**Text block**
==*==
Opinion, Case No.20384 State of W.Va. Ex Rel., O.C. Spaulding v. Hon. Clarence L. Watt, III

IN THE SUPREME COURT OF APPEALS OF WEST VIRGINIA

September 1991 Term

___________

No. 20384

___________

STATE OF WEST VIRGINIA EX REL.

O. C. SPAULDING, PROSECUTING ATTORNEY

FOR PUTNAM COUNTY,

Petitioner

v.

HONORABLE CLARENCE L. WATT,

JUDGE OF THE CIRCUIT COURT OF PUTNAM COUNTY,

AND MICHAEL B. PAULEY,

Respondents

_______________________________________________________

Petition for Writ of Prohibition

Writ Granted

________________________________________________________

Submitted: October 2, 1991

Filed: October 17, 1991

O. C. Spaulding
Prosecuting Attorney of Putnam County
Winfield, West Virginia
Attorney for the Petitioner

H. F. Salsbery, Jr.
Charleston, West Virginia
Monty L. Preiser
Preiser Law Offices
Charleston, West Virginia
Attorney for the Respondents

CHIEF JUSTICE MILLER delivered the Opinion of the Court.


SYLLABUS BY THE COURT

     1. Rule 15 of the West Virginia Rules of Criminal Procedure permits a deposition to be compelled in a criminal case only under very limited conditions, i.e., where, due to exceptional circumstances, the deposition is necessary, in the interest of justice, to preserve the deponent's testimony for use at trial.
==*==
**Raw data**

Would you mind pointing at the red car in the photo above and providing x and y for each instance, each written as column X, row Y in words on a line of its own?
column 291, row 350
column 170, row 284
==*==
**Your goal**
Translate this sentence from the court opinion into Spanish: "Rule 15 of the West Virginia Rules of Criminal Procedure permits a deposition to be compelled in a criminal case only under very limited conditions, i.e., where, due to exceptional circumstances, the deposition is necessary, in the interest of justice, to preserve the deponent's testimony for use at trial." Use only the court opinion as your source.

**Task solution**
La Regla 15 de las Reglas de Procedimiento Penal de Virginia Occidental permite exigir una deposición en una causa penal únicamente bajo condiciones muy limitadas, es decir, cuando, debido a circunstancias excepcionales, la deposición sea necesaria, en interés de la justicia, para preservar el testimonio del deponente a fin de utilizarlo en el juicio.